**SUPPLIED TEXT:**
|---|
The Environmental Message in ‘Avatar: The Way of Water’

16th December 2022

Sully and Netiri in Avatar the film

The first Avatar film (released in 2009 and directed by James Cameron) is a modern twist on the story of indigenous cultures being more in-tune with and closer to nature, and also more environmentally conscious, than their Colonial conquerors. The film is set on Pandora, an Earth-like habitable extrasolar moon in the Alpha Centauri System. In the film, people from Earth have begun to colonise distant planets and moons, such as Pandora, in order to exploit the rich resources that they are now lacking back on Earth. Pandora is a resource-rich planet with a diverse ecosystem, and prior to the arrival of settlers from Earth, the indigenous population, the Na’vi (‘The People’ in their own language), had lived in harmony with nature. But the resource hungry colonists are threating this balance and the Na’vi wage a war against them in defence of nature and Pandora’s natural resources, as well as to protect ‘Eywa’. Eywa is like a huge biological ‘internet’ where the trees and plants of Pandora have formed electrochemical connections between their roots that effectively act like neurons, and the trees act as computer servers that store information creating a moon-wide sentient ‘brain’ a little like a huge ‘Wood Wide Web’. The Na'vi believe that Eywa helps keep the ecosystem of Pandora in perfect equilibrium.

Avatar Synopsis

The first Avatar film is set 200 years in the future (around the year 2154) and most of the worst predictions of today’s environmentalists have come true - the resources on Planted Earth have almost all been used up, there is an energy crisis and as Elon Musk has suggested as a possible solution - humans have taken an imperialistic approach to colonising space in order to plunder the resources on other planets.

The film centres around the relationship between Jake Sully, a young paraplegic Marine veteran who becomes one of the ‘Avatar’ operators, where advanced technology allows him to remotely pilot a Na’vi body, that has been created in a lab. He is sent by the Resources Development Administration (RDA) a quasi-governmental organisation with its own militia and a mining subdivision, to gather intelligence for the RDA on how best to force the Na’vi to leave their resource-rich lands. Sully witnesses the RDA’s greed and brutality and changes sides to support the Na’vi in the defence of their lands. Through the project Sully is also offered the opportunity to temporarily leave his wounded body and through a new virtual body, to recover his mobility and his link to the land.

Promoting the Ecological Message of Avatar

From the outset, the creators of Avatar openly promoted the ecological message of the film, despite executives at Fox Studios having allegedly urged James Cameron to “tone down the tree hugger crap”. The DVD release of Avatar took place on April 22, 2010, the fortieth anniversary of ‘Earth Day’. Twentieth Century Fox Home Entertainment worked with the Earth Day Network to launch ‘The Home Tree Initiative’, where people who bought the Blu-Ray and DVD of the film were invited to participate in a reforestation project to plant one million trees around the world. Cameron urged people to “stand up and be warriors for the Earth by joining The Home Tree Initiative”.
|---|
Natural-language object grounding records
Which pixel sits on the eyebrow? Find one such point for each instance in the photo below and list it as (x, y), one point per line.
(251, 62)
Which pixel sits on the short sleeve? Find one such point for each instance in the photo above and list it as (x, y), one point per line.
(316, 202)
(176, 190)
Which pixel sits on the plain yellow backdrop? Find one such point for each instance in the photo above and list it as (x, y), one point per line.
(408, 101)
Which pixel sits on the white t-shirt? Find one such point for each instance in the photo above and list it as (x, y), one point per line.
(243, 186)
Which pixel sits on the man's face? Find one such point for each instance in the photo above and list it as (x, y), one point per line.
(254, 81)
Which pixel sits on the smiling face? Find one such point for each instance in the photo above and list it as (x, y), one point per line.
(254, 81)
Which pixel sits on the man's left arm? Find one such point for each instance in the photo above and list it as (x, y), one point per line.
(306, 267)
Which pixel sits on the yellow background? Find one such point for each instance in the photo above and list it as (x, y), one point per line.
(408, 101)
|---|
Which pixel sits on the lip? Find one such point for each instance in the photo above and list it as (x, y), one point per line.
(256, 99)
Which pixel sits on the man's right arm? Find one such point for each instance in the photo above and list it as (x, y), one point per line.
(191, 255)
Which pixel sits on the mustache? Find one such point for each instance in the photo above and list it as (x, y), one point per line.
|---|
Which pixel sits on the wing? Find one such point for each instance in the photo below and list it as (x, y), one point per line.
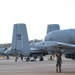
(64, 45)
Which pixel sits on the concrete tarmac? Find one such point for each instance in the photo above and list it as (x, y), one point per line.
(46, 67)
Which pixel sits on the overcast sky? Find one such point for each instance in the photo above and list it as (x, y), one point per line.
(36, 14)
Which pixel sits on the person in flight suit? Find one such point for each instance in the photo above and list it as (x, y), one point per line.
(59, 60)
|---|
**EXPLORE THE MATERIAL:**
1. According to the Avatar article, on what date was the DVD of the first Avatar film released?
2. List every organization named in the Avatar article.
The records are separate material and have no connection to the Avatar article.

**RESULTS OF THE EXERCISE:**
1. April 22, 2010, the fortieth anniversary of Earth Day.

2.
Resources Development Administration (RDA)
Fox Studios
Twentieth Century Fox Home Entertainment
Earth Day Network